→ **Point labeling examples**:
★ ★ ★
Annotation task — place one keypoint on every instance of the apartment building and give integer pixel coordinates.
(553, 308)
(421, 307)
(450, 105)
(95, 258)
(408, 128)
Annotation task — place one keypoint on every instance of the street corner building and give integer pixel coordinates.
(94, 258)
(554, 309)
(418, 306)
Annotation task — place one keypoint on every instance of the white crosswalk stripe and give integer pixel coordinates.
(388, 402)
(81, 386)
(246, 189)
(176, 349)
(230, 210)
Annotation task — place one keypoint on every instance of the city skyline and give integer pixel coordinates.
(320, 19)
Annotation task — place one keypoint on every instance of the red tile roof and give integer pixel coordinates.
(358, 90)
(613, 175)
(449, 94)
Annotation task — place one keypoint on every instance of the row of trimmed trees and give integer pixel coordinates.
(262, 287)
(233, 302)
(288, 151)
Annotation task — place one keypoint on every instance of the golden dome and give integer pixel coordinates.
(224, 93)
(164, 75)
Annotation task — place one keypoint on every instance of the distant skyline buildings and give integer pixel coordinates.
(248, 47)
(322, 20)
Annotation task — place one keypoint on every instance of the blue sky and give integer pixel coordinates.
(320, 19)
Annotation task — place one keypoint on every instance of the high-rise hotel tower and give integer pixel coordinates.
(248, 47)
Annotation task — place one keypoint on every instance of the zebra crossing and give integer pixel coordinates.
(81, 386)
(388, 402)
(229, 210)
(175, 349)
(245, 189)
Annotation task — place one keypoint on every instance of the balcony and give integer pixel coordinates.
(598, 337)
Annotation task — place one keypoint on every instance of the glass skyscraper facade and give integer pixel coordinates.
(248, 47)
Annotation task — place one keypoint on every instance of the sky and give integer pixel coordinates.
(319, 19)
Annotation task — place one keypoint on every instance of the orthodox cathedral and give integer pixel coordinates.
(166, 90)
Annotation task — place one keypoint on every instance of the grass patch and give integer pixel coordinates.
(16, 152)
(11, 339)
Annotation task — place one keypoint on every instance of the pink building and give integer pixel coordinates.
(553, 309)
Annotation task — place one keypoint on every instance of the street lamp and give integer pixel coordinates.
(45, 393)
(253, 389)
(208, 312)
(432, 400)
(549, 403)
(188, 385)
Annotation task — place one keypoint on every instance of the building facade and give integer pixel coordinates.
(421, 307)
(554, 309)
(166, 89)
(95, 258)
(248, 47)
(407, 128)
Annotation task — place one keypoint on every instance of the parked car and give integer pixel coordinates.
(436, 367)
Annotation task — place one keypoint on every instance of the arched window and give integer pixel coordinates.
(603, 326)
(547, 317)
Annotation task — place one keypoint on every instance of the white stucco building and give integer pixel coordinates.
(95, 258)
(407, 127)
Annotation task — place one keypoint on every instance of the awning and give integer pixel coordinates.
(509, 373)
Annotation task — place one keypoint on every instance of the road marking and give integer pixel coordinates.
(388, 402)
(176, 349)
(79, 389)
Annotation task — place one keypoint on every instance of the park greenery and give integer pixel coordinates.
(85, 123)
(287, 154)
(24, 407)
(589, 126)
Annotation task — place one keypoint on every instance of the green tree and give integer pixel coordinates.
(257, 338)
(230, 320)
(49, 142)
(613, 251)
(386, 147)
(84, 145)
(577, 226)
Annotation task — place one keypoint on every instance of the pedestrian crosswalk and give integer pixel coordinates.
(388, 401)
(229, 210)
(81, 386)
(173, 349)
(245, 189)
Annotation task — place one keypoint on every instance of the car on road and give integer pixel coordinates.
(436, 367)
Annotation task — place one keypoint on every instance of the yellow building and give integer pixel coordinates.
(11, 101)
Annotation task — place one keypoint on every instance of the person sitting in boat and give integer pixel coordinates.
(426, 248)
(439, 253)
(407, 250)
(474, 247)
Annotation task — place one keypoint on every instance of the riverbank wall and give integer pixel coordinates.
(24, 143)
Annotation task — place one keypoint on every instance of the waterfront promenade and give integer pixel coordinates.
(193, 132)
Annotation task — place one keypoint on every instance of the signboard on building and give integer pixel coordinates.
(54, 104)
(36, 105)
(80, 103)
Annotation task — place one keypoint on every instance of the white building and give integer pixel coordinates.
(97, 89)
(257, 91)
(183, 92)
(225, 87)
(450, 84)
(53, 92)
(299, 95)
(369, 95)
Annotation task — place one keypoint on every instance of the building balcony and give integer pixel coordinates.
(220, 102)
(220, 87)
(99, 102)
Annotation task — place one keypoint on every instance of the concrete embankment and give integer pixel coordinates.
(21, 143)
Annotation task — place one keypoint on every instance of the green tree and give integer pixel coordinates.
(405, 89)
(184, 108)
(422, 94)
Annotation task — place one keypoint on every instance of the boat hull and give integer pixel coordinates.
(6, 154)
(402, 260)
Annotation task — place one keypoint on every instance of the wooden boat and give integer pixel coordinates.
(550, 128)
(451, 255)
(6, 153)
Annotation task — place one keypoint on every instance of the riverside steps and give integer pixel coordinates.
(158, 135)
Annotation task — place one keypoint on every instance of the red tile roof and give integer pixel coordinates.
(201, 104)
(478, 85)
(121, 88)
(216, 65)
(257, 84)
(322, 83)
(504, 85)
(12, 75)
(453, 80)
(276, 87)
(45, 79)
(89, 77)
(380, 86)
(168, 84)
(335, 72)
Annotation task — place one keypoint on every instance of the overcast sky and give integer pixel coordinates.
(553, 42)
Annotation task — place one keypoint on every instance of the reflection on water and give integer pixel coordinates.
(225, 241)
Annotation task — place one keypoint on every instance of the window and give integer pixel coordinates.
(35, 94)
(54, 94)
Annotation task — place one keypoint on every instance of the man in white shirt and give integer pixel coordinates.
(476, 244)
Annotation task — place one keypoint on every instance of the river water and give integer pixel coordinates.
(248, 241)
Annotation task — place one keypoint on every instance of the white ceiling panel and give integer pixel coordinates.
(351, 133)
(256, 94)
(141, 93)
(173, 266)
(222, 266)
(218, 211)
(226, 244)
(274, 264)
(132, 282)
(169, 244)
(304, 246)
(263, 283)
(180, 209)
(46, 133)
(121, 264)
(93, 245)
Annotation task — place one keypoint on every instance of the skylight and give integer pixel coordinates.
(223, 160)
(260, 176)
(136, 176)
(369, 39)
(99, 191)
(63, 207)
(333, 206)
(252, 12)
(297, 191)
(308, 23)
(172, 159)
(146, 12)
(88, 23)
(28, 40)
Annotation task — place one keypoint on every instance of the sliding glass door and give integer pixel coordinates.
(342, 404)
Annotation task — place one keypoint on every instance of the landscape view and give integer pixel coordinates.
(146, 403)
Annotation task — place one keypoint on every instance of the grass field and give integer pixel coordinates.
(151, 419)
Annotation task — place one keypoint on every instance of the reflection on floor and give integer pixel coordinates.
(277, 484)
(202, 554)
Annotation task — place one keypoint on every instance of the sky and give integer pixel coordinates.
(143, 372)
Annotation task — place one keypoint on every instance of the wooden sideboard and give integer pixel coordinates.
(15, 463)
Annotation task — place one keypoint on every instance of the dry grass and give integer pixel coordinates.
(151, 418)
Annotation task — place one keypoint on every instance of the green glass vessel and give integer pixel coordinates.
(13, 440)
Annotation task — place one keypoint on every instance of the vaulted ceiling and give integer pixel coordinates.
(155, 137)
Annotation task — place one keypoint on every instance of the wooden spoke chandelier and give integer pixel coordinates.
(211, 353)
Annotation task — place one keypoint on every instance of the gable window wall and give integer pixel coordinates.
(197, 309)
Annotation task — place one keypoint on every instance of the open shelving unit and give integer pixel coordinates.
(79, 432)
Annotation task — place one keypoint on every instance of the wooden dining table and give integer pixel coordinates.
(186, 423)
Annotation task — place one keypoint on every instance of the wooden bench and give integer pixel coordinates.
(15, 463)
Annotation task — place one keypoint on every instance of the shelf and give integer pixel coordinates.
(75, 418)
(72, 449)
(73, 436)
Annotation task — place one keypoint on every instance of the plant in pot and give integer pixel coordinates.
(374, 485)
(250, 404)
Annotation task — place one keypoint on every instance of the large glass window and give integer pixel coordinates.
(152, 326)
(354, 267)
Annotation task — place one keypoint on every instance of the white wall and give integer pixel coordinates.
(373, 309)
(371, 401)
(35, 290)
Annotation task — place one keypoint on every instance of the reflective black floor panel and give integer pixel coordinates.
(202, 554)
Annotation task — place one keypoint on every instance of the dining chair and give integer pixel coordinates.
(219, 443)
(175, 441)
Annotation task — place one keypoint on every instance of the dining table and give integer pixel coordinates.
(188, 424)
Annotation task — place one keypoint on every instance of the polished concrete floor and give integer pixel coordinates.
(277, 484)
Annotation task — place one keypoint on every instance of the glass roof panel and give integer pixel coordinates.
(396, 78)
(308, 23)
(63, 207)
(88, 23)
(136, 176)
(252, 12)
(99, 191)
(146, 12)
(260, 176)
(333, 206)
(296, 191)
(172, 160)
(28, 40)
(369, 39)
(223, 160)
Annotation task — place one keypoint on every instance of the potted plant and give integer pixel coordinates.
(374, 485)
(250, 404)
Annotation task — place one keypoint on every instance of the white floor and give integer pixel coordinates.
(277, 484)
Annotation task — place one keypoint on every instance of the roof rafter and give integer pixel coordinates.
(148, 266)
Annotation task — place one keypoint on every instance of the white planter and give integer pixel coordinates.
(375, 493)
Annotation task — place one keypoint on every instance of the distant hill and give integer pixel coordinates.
★ ★ ★
In the records above, return only the line that contains "wooden dining table and give integer pixel coordinates." and every line after it through the last, exactly as they appear.

→ **SOLUTION**:
Annotation task — place one keypoint on every instance of the wooden dining table and give integer pixel coordinates.
(186, 423)
Annotation task — place one keypoint on every instance of the wooden bench and give integer pixel coordinates.
(15, 463)
Annotation task — place one keypoint on every instance of the shelf and give integer pixel coordinates.
(75, 418)
(72, 449)
(73, 436)
Annotation task — place one keypoint on every instance of the plant in pot and give integer pixel coordinates.
(374, 485)
(250, 404)
Annotation task — place one keypoint on every instance of the large glass window and give integer pixel coordinates.
(152, 326)
(354, 267)
Annotation task — place one keypoint on every instance of the white wall and give integer pixel coordinates.
(373, 309)
(371, 401)
(35, 290)
Annotation task — place one keypoint on every instance of the reflective black floor panel and give integer pixel coordinates.
(202, 554)
Annotation task — place one keypoint on every instance of the dining chair and give integer pixel coordinates.
(219, 443)
(175, 441)
Annotation task — place one keypoint on every instance of the dining table and give integer pixel coordinates.
(188, 424)
Annotation task — place one keypoint on every instance of the polished concrete floor and give integer pixel coordinates.
(277, 484)
Annotation task — place one keypoint on every instance of the glass roof panel and give integer pixel coordinates.
(396, 78)
(308, 23)
(63, 207)
(88, 23)
(136, 176)
(252, 12)
(99, 191)
(146, 12)
(260, 176)
(333, 206)
(296, 191)
(172, 160)
(28, 40)
(369, 39)
(223, 160)
Annotation task — place one keypoint on every instance of the potted plant and give integer pixel coordinates.
(374, 485)
(250, 404)
Annotation task — place one keypoint on every instance of the white floor and give integer pixel coordinates.
(277, 484)
Annotation task — place one keypoint on every instance of the roof rafter and give integer pixel coordinates.
(148, 266)
Annotation task — place one keypoint on every instance of the white planter and give integer pixel coordinates.
(375, 493)
Annotation task — place one keypoint on every instance of the distant hill and give integer pixel coordinates.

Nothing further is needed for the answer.